RECORDS TO PROCESS:
• • • • •

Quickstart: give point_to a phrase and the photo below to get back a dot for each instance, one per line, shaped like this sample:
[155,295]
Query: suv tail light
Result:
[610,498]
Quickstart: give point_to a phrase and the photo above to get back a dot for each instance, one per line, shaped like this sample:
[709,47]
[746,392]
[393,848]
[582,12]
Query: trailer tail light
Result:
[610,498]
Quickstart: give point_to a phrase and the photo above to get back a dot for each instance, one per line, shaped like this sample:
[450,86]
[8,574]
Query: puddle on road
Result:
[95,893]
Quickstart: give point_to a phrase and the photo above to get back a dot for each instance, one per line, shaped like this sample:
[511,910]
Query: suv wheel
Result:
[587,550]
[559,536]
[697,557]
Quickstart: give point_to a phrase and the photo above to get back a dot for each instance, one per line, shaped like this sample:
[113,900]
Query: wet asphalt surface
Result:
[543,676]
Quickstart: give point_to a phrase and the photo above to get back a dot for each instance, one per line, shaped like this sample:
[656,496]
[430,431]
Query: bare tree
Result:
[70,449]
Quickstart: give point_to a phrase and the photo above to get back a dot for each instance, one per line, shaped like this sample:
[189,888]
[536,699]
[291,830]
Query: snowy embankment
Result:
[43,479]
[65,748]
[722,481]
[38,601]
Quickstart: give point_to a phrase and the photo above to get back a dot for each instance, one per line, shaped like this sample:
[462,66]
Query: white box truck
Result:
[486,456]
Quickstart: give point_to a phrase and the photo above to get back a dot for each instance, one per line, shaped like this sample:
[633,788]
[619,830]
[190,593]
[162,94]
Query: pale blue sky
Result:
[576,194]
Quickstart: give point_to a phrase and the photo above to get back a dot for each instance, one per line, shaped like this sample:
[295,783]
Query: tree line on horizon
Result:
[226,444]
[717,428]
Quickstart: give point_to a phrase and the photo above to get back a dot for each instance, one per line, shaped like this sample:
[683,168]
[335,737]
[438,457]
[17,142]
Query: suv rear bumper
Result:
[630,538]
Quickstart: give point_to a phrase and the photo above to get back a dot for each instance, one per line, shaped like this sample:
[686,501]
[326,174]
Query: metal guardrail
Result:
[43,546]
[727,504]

• • • • •

How many lines in the records above contain the string "tree"? Case counts, and the reply should be the number alone.

2